To do ▸
a) According to the proposal, which two components watch the registry and the runtime engine?
b) Please copy the proposal word for word between "In the current" and "into the store.", inclusive.

Excerpted text ▸
=====

Proposal: support Master-Slave architecture among components #1380

robocanic · 2025-12-30T13:02:31Z

robocanic
Dec 30, 2025
Collaborator

English version

Background

In the current architecture of Admin, Discovery and Engine are two components responsible for watching the registry and runtime engine, respectively. All data sources for Admin originate from these two components. When Admin is deployed with multiple replicas, each replica performs list-watch operations and stores the retrieved data into its local store. This process can lead to data inconsistency due to various issues like network latency. Therefore, these data-source components need to evolve toward a Master-Slave architecture, ensuring that at any given time, only one replica actively performs list-watch operations and writes data into the store.

Solutions

Kubernetes Lease

The first possible approach is to leverage Kubernetes leases for leader election. Many kubernetes-native applications use leases for this purpose; however, this method requires that the Engine component must be of Kubernetes type.

Gorm + DB

The second possible approach is to implement leader election ourselves using GORM and a database, leveraging the atomicity of database operations—such as UPDATE ... WHERE combined with unique constraints or version numbers—to implement a lease mechanism and thereby elect a single leader.

Tips

Currently, Admin's component lifecycle methods include init and start. Leader election should be performed during the start phase. Only components that require leader election should execute the election logic; follower nodes' corresponding components must not execute business logic. When the leader node fails, the remaining follower nodes should be able to re-elect a new leader to take over and execute the relevant business logic.

=====

Excerpted data ▸
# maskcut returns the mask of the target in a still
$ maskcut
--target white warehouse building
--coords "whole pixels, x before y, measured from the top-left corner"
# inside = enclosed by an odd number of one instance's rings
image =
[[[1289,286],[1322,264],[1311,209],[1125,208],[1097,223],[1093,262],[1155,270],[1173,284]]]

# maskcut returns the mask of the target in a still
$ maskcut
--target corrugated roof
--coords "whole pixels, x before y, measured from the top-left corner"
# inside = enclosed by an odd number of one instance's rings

=====

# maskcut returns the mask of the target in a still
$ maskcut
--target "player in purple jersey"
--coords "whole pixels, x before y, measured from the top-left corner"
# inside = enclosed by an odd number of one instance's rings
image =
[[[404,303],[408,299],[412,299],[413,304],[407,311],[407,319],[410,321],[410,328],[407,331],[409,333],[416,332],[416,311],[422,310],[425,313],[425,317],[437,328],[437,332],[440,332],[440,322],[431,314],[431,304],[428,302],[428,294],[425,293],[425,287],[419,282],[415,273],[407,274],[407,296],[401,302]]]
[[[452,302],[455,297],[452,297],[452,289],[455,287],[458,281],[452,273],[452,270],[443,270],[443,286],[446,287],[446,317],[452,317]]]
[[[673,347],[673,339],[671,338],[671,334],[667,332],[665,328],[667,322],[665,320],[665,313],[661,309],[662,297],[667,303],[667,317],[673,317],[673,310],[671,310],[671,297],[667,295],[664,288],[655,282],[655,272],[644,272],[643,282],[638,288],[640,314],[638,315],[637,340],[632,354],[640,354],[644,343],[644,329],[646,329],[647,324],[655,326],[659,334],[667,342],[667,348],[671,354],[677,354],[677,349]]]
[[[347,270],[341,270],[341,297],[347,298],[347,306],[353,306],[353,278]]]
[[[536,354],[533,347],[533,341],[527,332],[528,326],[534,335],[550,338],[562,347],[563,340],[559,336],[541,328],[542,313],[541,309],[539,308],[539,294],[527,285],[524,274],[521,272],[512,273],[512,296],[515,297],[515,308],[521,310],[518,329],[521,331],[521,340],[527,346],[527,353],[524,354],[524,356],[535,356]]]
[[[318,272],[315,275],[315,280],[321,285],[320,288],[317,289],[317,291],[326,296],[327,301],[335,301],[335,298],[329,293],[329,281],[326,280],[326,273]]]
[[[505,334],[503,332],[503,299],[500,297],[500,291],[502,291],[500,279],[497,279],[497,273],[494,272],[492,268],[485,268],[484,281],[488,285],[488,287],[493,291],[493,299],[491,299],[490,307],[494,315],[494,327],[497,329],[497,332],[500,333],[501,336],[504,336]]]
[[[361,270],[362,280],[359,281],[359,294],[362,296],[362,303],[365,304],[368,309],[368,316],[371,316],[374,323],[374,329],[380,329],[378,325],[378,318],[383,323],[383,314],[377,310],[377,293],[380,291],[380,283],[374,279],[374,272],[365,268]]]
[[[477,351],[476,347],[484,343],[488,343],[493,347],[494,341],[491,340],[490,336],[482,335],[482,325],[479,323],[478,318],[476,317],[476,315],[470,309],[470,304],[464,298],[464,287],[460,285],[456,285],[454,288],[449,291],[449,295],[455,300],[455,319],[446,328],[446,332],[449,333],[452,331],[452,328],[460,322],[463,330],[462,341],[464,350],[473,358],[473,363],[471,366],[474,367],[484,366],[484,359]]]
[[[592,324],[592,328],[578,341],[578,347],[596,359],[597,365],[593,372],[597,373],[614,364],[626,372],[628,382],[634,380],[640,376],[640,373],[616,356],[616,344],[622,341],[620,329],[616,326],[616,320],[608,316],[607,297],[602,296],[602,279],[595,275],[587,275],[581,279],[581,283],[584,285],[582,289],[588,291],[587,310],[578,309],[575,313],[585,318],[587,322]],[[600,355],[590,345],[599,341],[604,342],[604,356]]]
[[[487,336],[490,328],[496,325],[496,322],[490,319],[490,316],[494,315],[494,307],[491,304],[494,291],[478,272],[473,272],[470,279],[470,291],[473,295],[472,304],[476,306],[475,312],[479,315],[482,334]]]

=====

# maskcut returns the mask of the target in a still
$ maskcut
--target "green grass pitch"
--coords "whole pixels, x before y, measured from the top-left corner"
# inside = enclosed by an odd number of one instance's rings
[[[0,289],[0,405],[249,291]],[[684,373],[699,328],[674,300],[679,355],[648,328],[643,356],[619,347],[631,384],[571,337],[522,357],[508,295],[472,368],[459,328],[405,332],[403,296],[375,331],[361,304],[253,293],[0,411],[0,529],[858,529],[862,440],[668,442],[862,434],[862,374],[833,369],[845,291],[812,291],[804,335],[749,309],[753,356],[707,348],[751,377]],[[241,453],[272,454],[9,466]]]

=====

Outputs by task ▸
a) Discovery and Engine.

b)
In the current architecture of Admin, Discovery and Engine are two components responsible for watching the registry and runtime engine, respectively. All data sources for Admin originate from these two components. When Admin is deployed with multiple replicas, each replica performs list-watch operations and stores the retrieved data into its local store. This process can lead to data inconsistency due to various issues like network latency. Therefore, these data-source components need to evolve toward a Master-Slave architecture, ensuring that at any given time, only one replica actively performs list-watch operations and writes data into the store.